TASK TO COMPLETE: Please reproduce every one of the lines below verbatim, adding nothing and changing nothing.

TASK INPUT:
-------------------------

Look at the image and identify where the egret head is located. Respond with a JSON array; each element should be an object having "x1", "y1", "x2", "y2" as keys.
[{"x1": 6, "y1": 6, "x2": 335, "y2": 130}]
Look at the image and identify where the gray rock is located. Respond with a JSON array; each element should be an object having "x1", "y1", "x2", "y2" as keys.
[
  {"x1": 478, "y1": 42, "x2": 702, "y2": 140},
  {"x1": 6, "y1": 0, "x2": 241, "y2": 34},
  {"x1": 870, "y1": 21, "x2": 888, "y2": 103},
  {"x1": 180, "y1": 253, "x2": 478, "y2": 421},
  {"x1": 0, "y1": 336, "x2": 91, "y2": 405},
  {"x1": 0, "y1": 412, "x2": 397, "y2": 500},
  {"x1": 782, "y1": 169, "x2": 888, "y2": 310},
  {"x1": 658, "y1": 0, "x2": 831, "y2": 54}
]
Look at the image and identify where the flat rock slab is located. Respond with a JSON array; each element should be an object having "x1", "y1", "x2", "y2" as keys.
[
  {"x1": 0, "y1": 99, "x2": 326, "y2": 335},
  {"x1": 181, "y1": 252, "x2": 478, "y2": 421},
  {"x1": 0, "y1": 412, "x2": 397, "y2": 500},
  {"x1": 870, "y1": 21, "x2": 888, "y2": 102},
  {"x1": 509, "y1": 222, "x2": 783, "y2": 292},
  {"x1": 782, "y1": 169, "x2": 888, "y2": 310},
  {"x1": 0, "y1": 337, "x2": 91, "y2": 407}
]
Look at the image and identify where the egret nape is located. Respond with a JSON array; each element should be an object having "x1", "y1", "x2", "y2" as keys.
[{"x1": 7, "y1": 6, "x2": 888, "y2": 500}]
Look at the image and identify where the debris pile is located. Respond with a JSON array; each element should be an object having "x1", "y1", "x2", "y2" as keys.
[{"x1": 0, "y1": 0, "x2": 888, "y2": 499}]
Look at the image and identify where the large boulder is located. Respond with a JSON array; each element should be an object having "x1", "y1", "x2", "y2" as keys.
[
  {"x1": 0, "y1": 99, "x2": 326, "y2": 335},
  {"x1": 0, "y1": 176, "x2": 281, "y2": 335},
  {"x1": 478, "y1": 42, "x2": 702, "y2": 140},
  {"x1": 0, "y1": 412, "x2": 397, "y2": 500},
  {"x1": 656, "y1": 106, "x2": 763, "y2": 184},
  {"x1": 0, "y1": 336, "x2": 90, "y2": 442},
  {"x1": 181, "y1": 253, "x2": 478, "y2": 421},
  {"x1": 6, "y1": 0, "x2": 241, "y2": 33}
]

-------------------------

ANSWER TO THE PROBLEM:
Look at the image and identify where the egret head is located. Respond with a JSON array; each element should be an object having "x1", "y1", "x2", "y2" as keys.
[{"x1": 6, "y1": 6, "x2": 335, "y2": 130}]
Look at the image and identify where the gray rock is located. Respond with a JSON array; each element should be an object having "x1", "y1", "x2", "y2" as keys.
[
  {"x1": 478, "y1": 42, "x2": 702, "y2": 140},
  {"x1": 6, "y1": 0, "x2": 241, "y2": 34},
  {"x1": 870, "y1": 21, "x2": 888, "y2": 103},
  {"x1": 180, "y1": 253, "x2": 478, "y2": 421},
  {"x1": 0, "y1": 336, "x2": 91, "y2": 405},
  {"x1": 0, "y1": 412, "x2": 397, "y2": 500},
  {"x1": 782, "y1": 169, "x2": 888, "y2": 310},
  {"x1": 658, "y1": 0, "x2": 831, "y2": 54}
]
Look at the image and identify where the flat rock slab is located. Respond with a JSON array; each element should be an object having "x1", "y1", "x2", "y2" as keys.
[
  {"x1": 0, "y1": 99, "x2": 326, "y2": 335},
  {"x1": 181, "y1": 252, "x2": 478, "y2": 421},
  {"x1": 0, "y1": 412, "x2": 397, "y2": 500},
  {"x1": 870, "y1": 21, "x2": 888, "y2": 102},
  {"x1": 509, "y1": 222, "x2": 783, "y2": 292},
  {"x1": 782, "y1": 169, "x2": 888, "y2": 310},
  {"x1": 0, "y1": 337, "x2": 91, "y2": 407}
]
Look at the image and identify where the egret nape is located. Respond with a JSON array; each element should be an object having "x1", "y1", "x2", "y2" as keys.
[{"x1": 7, "y1": 6, "x2": 888, "y2": 500}]
Look at the image and identify where the debris pile is located. Respond with a JSON array; each element should be an object having "x1", "y1", "x2", "y2" as keys.
[{"x1": 0, "y1": 0, "x2": 888, "y2": 499}]
Look at the image and identify where the large boulder is located. Respond with a JSON array; each element should be an object having "x1", "y1", "x2", "y2" as keys.
[
  {"x1": 0, "y1": 99, "x2": 326, "y2": 335},
  {"x1": 0, "y1": 176, "x2": 281, "y2": 335},
  {"x1": 478, "y1": 42, "x2": 702, "y2": 140},
  {"x1": 0, "y1": 412, "x2": 397, "y2": 500},
  {"x1": 656, "y1": 106, "x2": 763, "y2": 184},
  {"x1": 0, "y1": 336, "x2": 90, "y2": 442},
  {"x1": 181, "y1": 253, "x2": 478, "y2": 421},
  {"x1": 6, "y1": 0, "x2": 241, "y2": 33}
]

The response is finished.